「医道の日本」プレイバック! 第11回【最終回】 赤羽幸兵衛「皮内針法こぼれ話」(1976年)
創刊より80年以上、通巻922号を数える中から、特に読者の議論を呼び起こした企画、時代を映し出した企画を振り返ります。
赤羽幸兵衛「皮内針法こぼれ話」(1976年)
皮内鍼の考案者として知られる赤羽幸兵衛(1895-1983)。
弊社からは2013年に、DVD「よくわかる!赤羽式皮内鍼法」を発行しているが、赤羽はその皮内鍼法を始め、「知熱感度測定法」や「シーソー現象」など、鍼灸史上に残る多くの研究・開発を行い、昭和鍼灸の歴史に巨大な足跡を残した、名鍼灸師である。
1931年、36歳のときに鍼灸師免許を取得した赤羽は、群馬県伊勢崎市にて開業する。

◆ 元データ ◆
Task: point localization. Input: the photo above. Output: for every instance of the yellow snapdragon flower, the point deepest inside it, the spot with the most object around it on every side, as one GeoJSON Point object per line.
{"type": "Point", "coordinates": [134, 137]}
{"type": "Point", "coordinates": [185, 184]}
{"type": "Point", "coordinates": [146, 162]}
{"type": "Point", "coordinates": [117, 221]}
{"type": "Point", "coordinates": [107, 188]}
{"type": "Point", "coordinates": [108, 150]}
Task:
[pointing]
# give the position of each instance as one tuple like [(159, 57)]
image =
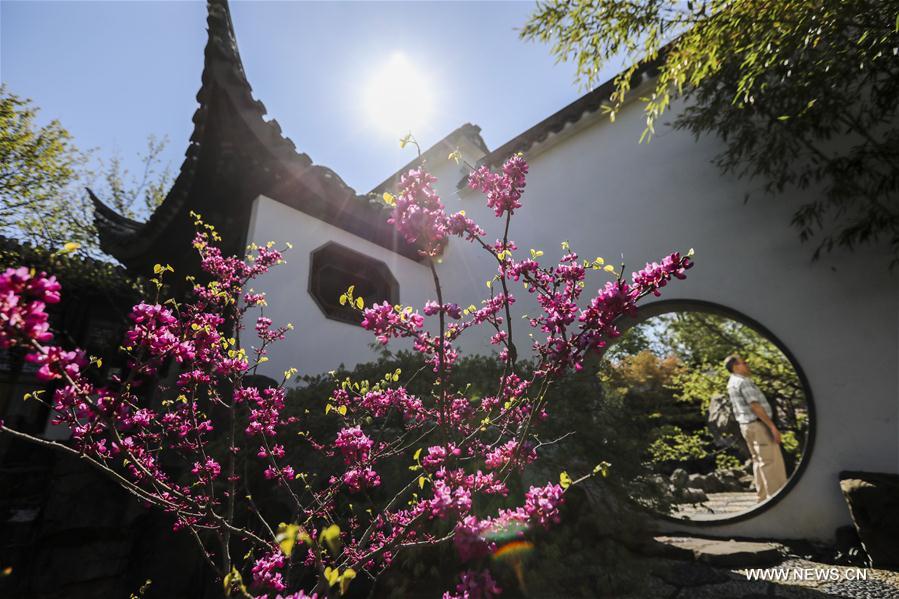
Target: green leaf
[(287, 537), (331, 536), (233, 582)]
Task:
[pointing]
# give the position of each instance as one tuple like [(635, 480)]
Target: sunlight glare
[(398, 98)]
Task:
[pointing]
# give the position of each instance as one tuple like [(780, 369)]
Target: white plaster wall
[(608, 194), (317, 344), (598, 188)]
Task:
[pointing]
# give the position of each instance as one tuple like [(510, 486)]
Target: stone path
[(719, 505), (693, 568)]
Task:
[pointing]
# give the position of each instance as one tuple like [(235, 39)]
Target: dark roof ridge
[(588, 103), (223, 74)]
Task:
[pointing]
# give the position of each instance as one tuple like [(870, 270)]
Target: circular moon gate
[(666, 370)]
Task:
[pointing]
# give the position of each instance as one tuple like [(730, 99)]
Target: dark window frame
[(329, 256)]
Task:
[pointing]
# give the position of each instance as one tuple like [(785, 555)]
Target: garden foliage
[(400, 467)]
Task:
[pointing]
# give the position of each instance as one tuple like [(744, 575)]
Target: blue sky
[(114, 72)]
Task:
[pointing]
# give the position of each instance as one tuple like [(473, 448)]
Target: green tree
[(777, 81), (37, 165), (43, 176)]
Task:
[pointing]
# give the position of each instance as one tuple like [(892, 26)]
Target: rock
[(679, 478), (873, 500), (720, 552)]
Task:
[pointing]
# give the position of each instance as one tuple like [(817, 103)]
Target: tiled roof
[(313, 188), (587, 104)]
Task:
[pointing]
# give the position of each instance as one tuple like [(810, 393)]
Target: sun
[(398, 97)]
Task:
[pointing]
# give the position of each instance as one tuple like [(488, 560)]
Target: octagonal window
[(335, 267)]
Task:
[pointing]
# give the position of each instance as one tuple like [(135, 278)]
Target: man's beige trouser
[(767, 461)]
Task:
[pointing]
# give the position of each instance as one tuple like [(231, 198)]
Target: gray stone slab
[(723, 553)]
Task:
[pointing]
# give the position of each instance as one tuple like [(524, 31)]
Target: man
[(753, 413)]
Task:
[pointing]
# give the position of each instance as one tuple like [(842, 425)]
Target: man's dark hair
[(729, 362)]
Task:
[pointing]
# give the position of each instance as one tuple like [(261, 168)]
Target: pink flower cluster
[(460, 450), (503, 190), (24, 296), (420, 217)]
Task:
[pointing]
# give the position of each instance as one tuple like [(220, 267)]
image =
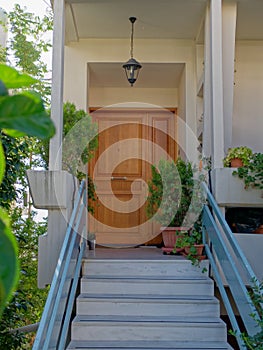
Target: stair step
[(161, 285), (147, 305), (153, 345), (147, 328), (141, 267)]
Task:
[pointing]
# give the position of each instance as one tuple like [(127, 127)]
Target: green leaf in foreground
[(25, 113), (9, 266), (2, 162), (12, 79)]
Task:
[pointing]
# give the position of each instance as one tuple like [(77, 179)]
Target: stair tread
[(143, 344), (148, 319), (147, 297), (147, 278)]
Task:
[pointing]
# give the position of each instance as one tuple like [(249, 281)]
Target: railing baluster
[(64, 282), (226, 264)]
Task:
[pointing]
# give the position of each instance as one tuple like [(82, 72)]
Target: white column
[(207, 130), (229, 35), (55, 150), (216, 83)]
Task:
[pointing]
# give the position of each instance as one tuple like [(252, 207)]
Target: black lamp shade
[(132, 68)]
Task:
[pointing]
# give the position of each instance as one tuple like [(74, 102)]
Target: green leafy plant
[(173, 192), (243, 153), (192, 243), (252, 172), (255, 342), (21, 114)]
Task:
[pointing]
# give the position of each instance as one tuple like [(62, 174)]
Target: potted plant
[(252, 172), (172, 194), (237, 156), (192, 243), (91, 240)]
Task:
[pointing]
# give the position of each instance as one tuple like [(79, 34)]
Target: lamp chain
[(132, 39)]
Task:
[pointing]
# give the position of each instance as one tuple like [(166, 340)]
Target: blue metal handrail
[(55, 320), (229, 267)]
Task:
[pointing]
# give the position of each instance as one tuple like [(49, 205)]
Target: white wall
[(78, 55), (101, 97), (248, 96)]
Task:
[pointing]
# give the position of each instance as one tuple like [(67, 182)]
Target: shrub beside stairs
[(146, 304)]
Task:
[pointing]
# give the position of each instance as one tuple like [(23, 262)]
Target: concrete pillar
[(229, 36), (207, 129), (55, 191), (55, 150), (216, 83)]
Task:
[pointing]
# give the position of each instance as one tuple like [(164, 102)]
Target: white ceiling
[(180, 19)]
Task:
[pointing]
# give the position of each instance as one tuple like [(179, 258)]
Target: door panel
[(129, 142)]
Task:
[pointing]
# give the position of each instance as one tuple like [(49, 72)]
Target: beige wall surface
[(248, 96), (79, 55), (101, 97)]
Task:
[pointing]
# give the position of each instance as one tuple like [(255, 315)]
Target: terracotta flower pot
[(199, 249), (236, 163)]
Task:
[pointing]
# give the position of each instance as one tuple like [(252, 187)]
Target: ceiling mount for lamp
[(132, 66)]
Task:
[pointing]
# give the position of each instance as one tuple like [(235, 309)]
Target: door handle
[(118, 178)]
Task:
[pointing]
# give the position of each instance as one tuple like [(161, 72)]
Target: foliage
[(22, 310), (243, 153), (252, 173), (15, 151), (173, 193), (20, 114), (255, 342), (28, 41), (190, 239)]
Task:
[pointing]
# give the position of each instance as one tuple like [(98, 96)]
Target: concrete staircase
[(146, 304)]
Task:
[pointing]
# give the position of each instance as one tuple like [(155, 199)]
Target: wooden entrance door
[(129, 143)]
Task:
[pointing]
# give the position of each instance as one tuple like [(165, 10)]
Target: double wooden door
[(129, 142)]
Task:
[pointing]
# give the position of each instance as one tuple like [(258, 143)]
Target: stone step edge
[(141, 345), (184, 320), (147, 278), (148, 298)]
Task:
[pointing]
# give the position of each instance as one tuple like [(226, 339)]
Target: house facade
[(202, 64)]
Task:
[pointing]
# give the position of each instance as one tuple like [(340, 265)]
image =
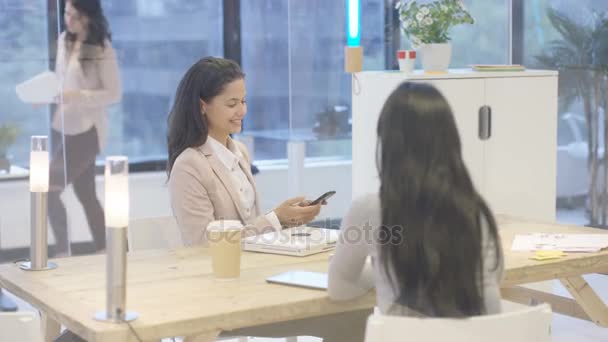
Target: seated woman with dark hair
[(209, 172), (432, 239)]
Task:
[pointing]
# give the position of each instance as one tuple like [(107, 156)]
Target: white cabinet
[(514, 169)]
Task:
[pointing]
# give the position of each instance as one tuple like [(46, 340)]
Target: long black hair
[(98, 31), (206, 79), (427, 194)]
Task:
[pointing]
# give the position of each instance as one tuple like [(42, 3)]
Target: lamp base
[(353, 59), (27, 266), (104, 317)]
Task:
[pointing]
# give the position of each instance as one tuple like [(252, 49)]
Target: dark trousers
[(73, 162)]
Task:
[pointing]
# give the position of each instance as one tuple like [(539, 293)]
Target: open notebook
[(298, 241)]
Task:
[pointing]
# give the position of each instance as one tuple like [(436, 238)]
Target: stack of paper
[(42, 88), (560, 242)]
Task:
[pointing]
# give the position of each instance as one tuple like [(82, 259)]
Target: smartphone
[(323, 197)]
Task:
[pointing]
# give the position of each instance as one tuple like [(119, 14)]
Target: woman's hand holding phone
[(292, 213)]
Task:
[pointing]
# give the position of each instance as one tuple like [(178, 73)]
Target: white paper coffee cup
[(224, 237)]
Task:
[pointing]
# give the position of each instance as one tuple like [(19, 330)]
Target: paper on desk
[(42, 88), (560, 242)]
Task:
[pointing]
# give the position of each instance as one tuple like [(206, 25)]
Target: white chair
[(530, 324), (23, 326), (153, 233)]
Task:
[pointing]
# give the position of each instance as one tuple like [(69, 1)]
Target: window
[(293, 54), (23, 54), (156, 42)]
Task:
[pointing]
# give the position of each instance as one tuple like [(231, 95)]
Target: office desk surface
[(176, 295)]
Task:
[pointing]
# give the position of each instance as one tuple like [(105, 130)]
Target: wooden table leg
[(591, 303), (50, 328), (206, 337)]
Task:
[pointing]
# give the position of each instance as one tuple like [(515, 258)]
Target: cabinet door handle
[(485, 122)]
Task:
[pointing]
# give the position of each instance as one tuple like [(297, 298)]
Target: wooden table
[(520, 269), (175, 294)]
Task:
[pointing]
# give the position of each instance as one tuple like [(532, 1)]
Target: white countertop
[(457, 74)]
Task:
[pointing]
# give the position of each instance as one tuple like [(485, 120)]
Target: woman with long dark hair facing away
[(209, 172), (88, 71), (432, 240)]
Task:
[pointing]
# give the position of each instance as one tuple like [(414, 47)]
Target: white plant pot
[(436, 57)]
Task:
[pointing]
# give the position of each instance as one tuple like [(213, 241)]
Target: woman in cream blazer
[(209, 173)]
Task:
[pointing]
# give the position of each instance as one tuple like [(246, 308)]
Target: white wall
[(149, 198)]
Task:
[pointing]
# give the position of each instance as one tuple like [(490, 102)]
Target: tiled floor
[(564, 329)]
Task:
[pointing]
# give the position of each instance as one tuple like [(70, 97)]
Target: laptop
[(297, 241), (305, 279)]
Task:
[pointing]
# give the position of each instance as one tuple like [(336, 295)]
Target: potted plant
[(8, 135), (581, 56), (427, 25)]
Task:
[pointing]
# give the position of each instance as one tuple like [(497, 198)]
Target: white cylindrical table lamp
[(117, 220), (39, 187)]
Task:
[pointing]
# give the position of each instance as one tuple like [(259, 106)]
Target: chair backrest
[(23, 326), (153, 233), (531, 324)]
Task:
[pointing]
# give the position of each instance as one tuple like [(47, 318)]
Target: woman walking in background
[(88, 71)]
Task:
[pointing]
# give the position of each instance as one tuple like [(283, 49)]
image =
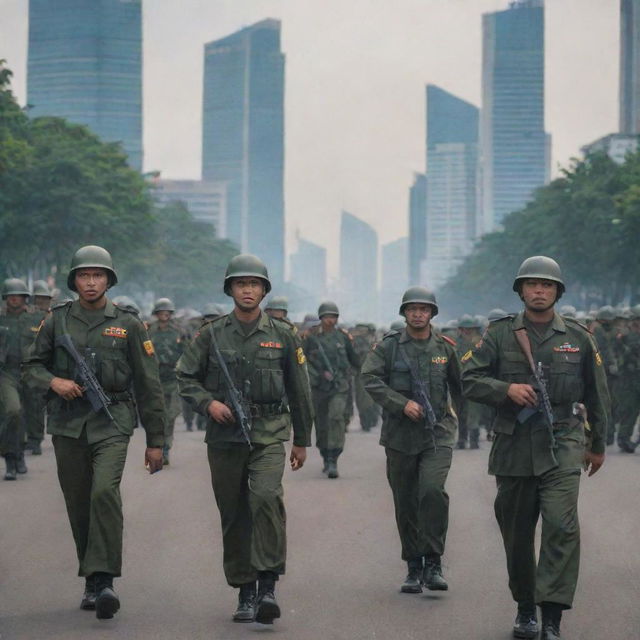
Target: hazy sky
[(355, 77)]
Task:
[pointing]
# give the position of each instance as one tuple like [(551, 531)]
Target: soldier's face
[(91, 283), (247, 293), (418, 315), (538, 294)]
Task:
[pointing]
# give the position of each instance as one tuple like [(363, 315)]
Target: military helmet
[(246, 265), (327, 308), (14, 287), (278, 303), (419, 295), (606, 313), (91, 256), (542, 268), (468, 322), (41, 288)]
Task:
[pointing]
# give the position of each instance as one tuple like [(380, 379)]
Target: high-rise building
[(417, 226), (358, 269), (85, 64), (514, 146), (205, 200), (452, 162), (243, 137), (630, 66)]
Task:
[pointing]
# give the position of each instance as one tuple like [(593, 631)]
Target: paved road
[(344, 557)]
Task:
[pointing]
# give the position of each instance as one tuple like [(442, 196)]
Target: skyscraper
[(417, 226), (358, 269), (630, 66), (85, 64), (513, 142), (243, 136)]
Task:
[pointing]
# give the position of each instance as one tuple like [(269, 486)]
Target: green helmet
[(419, 295), (540, 267), (91, 256), (245, 264), (278, 303), (163, 304), (468, 322), (41, 288), (328, 308), (14, 287), (606, 314)]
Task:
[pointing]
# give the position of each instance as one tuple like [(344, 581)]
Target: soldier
[(90, 443), (167, 343), (537, 453), (277, 307), (331, 355), (265, 361), (19, 326), (410, 374)]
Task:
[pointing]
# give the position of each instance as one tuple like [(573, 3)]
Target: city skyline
[(354, 83)]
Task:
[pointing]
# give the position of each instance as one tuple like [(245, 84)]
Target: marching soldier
[(410, 374), (246, 372), (91, 415), (534, 367), (331, 355)]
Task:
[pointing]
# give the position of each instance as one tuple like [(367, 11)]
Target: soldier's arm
[(375, 377), (479, 367), (146, 383), (296, 381)]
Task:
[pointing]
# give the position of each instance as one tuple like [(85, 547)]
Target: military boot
[(526, 624), (88, 602), (246, 611), (267, 609), (551, 616), (432, 574), (412, 583), (11, 471), (107, 601)]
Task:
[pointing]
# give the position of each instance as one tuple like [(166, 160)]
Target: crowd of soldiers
[(271, 377)]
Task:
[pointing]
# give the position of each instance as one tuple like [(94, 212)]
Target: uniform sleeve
[(146, 384), (375, 378), (35, 367), (296, 381), (191, 371), (479, 368), (596, 397)]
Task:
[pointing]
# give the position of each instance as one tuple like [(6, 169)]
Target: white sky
[(355, 77)]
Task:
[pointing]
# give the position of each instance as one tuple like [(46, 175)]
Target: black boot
[(267, 609), (246, 611), (11, 471), (551, 616), (107, 601), (88, 602), (526, 624), (412, 583), (432, 575)]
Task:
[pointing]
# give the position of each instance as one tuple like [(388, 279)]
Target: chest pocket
[(267, 382), (565, 373)]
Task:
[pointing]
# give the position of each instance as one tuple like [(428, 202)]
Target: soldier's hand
[(220, 412), (297, 457), (413, 411), (523, 395), (153, 459), (67, 389), (593, 461)]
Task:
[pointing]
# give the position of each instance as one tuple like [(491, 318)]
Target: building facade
[(85, 64), (243, 137), (514, 145)]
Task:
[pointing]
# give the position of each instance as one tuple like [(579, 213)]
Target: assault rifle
[(91, 387), (237, 399)]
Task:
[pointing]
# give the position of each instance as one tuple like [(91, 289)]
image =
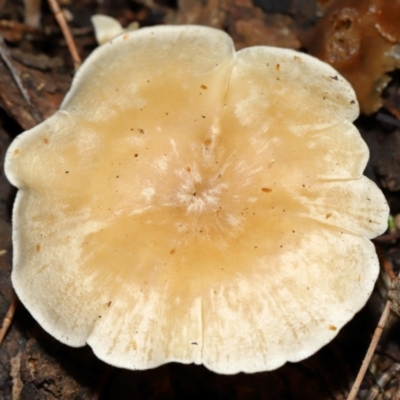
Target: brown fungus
[(185, 256), (361, 39)]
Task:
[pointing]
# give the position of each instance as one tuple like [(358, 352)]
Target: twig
[(6, 57), (66, 32), (371, 351), (375, 338), (8, 318)]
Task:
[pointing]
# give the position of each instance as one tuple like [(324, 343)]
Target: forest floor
[(33, 365)]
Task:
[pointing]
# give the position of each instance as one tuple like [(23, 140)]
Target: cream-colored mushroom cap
[(189, 203)]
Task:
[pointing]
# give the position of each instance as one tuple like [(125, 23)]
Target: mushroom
[(106, 27), (188, 203)]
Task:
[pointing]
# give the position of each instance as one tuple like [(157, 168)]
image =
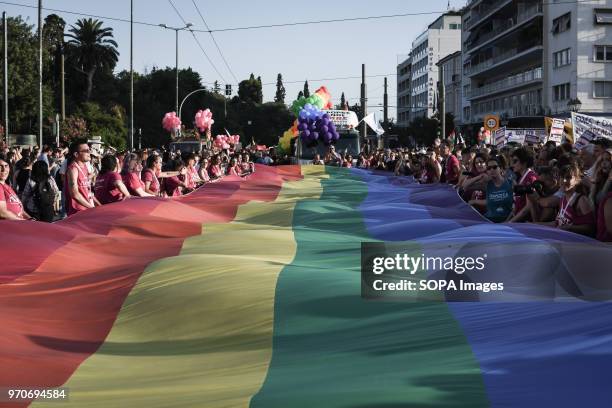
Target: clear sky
[(310, 52)]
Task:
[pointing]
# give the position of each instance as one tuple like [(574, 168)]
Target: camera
[(535, 187)]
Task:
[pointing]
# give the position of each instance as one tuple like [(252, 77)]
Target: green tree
[(23, 78), (250, 91), (73, 127), (424, 130), (91, 48), (280, 90), (110, 125), (53, 42)]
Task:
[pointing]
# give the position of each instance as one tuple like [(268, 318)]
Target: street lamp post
[(176, 30), (574, 105)]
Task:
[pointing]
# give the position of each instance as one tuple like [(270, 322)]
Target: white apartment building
[(404, 101), (578, 56), (451, 68), (442, 37), (503, 52)]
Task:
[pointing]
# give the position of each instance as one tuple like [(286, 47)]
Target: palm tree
[(91, 47)]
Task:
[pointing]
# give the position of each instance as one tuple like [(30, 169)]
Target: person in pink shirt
[(522, 161), (575, 212), (150, 175), (131, 176), (214, 170), (192, 179), (174, 186), (234, 168), (204, 164), (109, 187), (77, 187), (10, 205), (348, 161), (452, 167)]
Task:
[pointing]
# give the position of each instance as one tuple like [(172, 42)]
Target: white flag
[(373, 123)]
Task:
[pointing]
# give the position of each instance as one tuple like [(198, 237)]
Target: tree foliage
[(91, 48), (250, 91), (306, 90), (280, 90), (23, 78)]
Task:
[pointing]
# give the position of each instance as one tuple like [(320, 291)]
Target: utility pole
[(176, 70), (131, 141), (443, 103), (40, 141), (386, 105), (63, 82), (176, 30), (364, 104), (5, 71)]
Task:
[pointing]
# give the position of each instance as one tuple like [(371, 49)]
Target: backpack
[(46, 200)]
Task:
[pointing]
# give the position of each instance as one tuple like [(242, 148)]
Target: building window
[(602, 89), (562, 24), (562, 58), (561, 92), (603, 53), (603, 16)]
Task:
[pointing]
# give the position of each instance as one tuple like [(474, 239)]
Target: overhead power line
[(214, 41), (196, 40), (278, 25)]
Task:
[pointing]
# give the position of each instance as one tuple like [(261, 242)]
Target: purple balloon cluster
[(315, 125)]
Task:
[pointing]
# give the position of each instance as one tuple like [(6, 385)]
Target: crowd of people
[(550, 185), (546, 184), (50, 184)]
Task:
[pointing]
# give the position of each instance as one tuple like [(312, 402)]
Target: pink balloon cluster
[(171, 122), (204, 120), (224, 141)]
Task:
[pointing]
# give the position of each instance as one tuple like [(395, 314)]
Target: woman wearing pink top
[(150, 175), (234, 168), (174, 186), (204, 164), (191, 177), (247, 165), (575, 213), (77, 187), (109, 187), (10, 205), (131, 176), (214, 171)]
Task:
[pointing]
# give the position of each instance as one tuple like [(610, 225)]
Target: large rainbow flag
[(246, 293)]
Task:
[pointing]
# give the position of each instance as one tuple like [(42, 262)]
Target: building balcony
[(513, 112), (513, 57), (512, 82), (485, 13), (522, 18)]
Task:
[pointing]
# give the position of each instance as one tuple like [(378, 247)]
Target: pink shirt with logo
[(84, 186), (13, 204), (106, 190)]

◆ 取り組む課題 ◆
- 1) 赤羽幸兵衛についての記事を読んで、次の問いに答えてください。
(a) 赤羽幸兵衛は何の考案者として知られていますか。
(b) 2013年に発行されたDVDの題名は何ですか。
(c) 赤羽が鍼灸師免許を取得したのは何歳のときですか。
- 2) 赤羽幸兵衛についての記事に出てくる西暦年を、重複を除いてすべて挙げてください。
- 3) 赤羽幸兵衛についての記事の続きを、最後の文の後から書き進めてください。
記録は参照しなくても解けます。

◆ 演習の解答 ◆
- 1)
(a) 皮内鍼
(b) 「よくわかる!赤羽式皮内鍼法」
(c) 36歳

- 2) 1895年、1931年、1976年、1983年、2013年

- 3)
以降、長きにわたって臨床に励むが、1954年、読売新聞に「ハリ術にルネッサンス」という記事が掲載され、その名が一躍知られるようになった。
記事では、赤羽が臨床と研究の中で発見・考案した「皮内鍼法」や“経絡のバランス変化”を捉える「知熱感度測定法」を画期的なものとして紹介。大きな反響を呼ぶこととなった。
その後、赤羽は、講演活動や原稿執筆を精力的にこなしていく。
1966年には、NHKのテレビ番組「不思議な世界」に出演。
漫画家の手塚治虫氏を相手に赤羽氏法による治療を実演したところ、放映後から患者が殺到した。
ところが、その約1カ月後に、疲労の蓄積で倒れてしまう。それが10年以上に及ぶ闘病生活の始まりとなった。
闘病の中でも赤羽は、小誌に何度も原稿を寄せている。そして最後の寄稿となったのが、今回の「皮内針法こぼれ話」(1976年)である。
冒頭の、「病床にはあるが、心は今も日本中かけめぐっている様な気持ちで居る。想うは針灸の将来であり、待たれるは我が身の再起である」という文に、病床に伏してなおも鍼灸への情熱を燃やしている様子がうかがえる。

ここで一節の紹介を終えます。